Challenge: Retype, without alteration, each line from the line containing "find the olive" to the final line of the records.
====== Record excerpts
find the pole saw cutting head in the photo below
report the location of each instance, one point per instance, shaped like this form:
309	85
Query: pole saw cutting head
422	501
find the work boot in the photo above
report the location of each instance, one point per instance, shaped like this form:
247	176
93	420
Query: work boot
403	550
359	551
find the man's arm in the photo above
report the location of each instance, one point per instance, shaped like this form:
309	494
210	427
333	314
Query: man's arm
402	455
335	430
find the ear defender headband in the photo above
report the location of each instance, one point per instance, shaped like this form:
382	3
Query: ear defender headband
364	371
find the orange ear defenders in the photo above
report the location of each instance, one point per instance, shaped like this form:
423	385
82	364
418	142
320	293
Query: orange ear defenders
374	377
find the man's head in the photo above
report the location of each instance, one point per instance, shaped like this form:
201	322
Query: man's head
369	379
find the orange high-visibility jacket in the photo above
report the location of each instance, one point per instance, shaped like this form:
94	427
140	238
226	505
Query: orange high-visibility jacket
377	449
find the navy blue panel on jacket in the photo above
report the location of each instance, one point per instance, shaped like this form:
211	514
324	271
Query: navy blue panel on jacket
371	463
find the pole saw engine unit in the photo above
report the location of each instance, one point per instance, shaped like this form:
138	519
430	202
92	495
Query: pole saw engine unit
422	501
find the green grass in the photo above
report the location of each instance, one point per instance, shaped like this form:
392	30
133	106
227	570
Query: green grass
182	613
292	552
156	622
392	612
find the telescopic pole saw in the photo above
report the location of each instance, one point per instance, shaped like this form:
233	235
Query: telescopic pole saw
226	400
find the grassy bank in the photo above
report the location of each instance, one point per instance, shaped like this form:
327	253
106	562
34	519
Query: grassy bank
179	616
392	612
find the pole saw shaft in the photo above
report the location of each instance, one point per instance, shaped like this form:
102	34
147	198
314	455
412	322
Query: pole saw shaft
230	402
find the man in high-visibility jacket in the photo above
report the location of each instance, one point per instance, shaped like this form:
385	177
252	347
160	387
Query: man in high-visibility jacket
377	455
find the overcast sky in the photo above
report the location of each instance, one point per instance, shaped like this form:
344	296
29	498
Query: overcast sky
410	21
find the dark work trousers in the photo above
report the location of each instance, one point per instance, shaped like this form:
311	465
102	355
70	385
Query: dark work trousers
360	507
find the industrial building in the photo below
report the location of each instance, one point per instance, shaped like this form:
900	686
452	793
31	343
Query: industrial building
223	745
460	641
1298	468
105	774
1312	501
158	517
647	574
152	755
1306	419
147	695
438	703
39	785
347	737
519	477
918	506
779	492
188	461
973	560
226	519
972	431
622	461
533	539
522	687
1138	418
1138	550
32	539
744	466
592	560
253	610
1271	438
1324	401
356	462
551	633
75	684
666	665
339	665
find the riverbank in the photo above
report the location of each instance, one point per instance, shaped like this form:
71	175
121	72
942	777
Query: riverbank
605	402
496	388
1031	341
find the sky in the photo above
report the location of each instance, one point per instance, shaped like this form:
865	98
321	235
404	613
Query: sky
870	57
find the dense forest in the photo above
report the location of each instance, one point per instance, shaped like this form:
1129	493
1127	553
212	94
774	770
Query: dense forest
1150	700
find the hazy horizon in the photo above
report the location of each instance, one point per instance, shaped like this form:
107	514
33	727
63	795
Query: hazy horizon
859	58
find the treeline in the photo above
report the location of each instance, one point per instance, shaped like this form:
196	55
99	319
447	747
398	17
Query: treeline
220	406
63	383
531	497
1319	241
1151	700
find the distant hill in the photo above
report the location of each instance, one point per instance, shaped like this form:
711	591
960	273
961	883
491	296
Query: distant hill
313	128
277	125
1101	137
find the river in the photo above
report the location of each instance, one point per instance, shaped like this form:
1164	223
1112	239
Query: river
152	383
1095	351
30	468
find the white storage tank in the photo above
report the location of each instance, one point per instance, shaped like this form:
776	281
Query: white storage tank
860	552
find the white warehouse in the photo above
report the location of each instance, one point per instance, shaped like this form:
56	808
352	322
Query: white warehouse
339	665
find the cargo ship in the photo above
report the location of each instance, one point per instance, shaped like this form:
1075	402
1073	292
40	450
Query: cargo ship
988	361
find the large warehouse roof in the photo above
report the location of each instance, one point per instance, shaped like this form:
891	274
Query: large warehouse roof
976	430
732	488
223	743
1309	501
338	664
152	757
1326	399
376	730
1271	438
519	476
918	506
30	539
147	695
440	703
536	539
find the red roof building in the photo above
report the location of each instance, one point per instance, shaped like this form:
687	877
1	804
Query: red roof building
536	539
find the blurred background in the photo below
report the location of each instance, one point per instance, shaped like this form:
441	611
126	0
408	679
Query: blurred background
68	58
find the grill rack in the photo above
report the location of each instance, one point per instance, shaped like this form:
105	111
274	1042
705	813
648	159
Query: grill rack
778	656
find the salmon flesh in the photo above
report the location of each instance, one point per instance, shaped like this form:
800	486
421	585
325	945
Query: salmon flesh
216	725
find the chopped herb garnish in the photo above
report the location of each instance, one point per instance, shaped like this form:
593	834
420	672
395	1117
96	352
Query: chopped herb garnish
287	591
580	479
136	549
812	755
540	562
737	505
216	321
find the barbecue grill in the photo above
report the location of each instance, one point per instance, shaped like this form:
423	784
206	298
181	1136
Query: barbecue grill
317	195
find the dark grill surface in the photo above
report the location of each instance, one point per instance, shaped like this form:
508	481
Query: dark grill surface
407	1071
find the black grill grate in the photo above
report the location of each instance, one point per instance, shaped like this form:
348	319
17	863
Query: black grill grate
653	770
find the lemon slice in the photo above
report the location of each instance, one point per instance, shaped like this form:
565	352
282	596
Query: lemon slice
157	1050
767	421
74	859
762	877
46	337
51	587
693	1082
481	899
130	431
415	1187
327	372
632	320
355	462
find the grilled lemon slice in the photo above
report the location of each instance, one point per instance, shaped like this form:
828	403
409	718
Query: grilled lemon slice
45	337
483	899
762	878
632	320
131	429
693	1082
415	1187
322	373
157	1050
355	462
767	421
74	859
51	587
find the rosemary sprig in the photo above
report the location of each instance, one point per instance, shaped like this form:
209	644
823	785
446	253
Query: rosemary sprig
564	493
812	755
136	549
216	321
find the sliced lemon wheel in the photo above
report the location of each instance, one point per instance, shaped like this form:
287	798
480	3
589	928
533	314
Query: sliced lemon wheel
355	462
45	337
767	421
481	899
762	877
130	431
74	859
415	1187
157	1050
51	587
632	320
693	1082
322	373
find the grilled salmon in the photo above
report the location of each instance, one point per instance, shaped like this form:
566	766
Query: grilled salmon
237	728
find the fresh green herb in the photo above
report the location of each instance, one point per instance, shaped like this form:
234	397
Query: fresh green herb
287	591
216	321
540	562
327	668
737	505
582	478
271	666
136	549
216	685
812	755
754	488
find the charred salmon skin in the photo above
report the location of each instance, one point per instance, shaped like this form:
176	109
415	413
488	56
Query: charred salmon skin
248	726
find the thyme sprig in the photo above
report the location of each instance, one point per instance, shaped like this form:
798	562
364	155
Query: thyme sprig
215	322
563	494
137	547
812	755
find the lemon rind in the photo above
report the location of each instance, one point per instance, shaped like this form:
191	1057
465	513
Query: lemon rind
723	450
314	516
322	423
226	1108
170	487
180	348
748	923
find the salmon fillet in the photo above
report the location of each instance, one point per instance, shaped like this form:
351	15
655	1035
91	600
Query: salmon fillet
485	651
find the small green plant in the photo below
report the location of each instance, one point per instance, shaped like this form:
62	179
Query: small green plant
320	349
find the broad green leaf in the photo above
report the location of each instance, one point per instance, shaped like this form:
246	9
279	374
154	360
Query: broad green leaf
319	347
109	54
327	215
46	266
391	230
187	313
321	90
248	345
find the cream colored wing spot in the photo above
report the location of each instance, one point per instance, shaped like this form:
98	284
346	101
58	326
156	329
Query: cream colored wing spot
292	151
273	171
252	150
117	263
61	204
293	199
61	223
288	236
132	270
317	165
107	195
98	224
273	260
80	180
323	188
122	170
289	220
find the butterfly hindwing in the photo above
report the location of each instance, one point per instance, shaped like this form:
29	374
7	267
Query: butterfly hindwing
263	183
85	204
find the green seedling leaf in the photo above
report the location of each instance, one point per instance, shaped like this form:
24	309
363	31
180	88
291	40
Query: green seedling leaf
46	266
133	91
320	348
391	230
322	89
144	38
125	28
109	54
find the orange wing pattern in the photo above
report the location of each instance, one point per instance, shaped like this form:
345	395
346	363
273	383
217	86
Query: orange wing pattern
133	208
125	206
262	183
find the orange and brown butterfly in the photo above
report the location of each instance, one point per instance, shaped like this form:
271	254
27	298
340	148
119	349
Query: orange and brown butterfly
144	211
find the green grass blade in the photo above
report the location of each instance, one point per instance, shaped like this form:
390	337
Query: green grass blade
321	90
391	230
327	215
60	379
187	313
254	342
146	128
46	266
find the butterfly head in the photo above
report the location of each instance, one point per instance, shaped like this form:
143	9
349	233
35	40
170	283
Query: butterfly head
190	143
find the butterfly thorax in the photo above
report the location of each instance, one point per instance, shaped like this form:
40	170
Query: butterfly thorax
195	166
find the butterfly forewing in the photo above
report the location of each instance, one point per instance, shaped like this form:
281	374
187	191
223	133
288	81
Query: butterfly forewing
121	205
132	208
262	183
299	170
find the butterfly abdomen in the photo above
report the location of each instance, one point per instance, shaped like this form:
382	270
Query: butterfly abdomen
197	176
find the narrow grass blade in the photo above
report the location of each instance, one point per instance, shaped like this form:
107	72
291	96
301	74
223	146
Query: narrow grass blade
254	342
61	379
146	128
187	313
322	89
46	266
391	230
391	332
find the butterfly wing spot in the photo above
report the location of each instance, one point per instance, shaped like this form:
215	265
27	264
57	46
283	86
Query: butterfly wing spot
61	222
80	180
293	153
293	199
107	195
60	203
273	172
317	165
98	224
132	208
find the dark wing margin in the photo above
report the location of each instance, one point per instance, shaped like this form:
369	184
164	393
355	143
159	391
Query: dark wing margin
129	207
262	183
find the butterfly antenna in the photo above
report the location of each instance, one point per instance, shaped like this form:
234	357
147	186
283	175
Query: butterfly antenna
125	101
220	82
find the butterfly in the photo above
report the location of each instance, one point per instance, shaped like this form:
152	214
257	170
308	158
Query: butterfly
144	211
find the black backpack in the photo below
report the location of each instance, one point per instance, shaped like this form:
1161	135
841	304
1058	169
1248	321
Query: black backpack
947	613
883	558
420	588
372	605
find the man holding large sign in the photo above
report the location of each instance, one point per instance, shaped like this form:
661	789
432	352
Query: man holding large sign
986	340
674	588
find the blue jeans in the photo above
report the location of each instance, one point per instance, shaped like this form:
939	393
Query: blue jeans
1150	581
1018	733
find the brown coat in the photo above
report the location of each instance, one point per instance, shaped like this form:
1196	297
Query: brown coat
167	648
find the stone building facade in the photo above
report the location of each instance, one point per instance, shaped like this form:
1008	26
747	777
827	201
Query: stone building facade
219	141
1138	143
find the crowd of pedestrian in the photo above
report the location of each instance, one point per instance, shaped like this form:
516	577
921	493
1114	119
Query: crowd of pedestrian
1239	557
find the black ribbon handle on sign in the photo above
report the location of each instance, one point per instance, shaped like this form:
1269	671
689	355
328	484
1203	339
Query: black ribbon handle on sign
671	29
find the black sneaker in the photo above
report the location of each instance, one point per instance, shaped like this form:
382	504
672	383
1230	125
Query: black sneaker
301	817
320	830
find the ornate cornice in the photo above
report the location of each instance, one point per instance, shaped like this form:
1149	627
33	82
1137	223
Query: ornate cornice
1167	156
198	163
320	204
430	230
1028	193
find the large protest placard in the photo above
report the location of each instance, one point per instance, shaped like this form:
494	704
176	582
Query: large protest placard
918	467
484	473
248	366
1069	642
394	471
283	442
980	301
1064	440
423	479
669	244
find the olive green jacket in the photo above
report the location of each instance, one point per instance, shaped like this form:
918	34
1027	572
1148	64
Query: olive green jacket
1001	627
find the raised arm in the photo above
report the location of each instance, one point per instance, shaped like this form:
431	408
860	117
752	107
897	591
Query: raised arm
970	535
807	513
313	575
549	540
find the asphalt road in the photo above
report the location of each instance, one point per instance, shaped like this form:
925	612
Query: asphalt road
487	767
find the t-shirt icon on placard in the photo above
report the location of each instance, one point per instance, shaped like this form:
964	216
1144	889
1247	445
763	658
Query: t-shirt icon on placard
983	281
============
Answer in full:
find the olive green jacket in the photo above
report the location of each instance, one point per instance, shaped like this form:
918	34
1027	572
1148	64
Query: olive green jacket
1001	627
find the raised arm in the photo above
report the location of each instance, one point per instance, shaped like this form:
431	408
860	117
752	107
897	591
Query: raised arm
970	535
807	513
313	575
549	540
find the asphalt road in the photo above
report the location of each instance, one point per instance, shaped like this form:
925	612
Query: asphalt road
487	767
find the t-shirt icon on placard in the photo above
report the location of each instance, one point per instance, shaped like this form:
964	216
1144	889
1247	445
763	658
Query: t-shirt icon on placard
983	281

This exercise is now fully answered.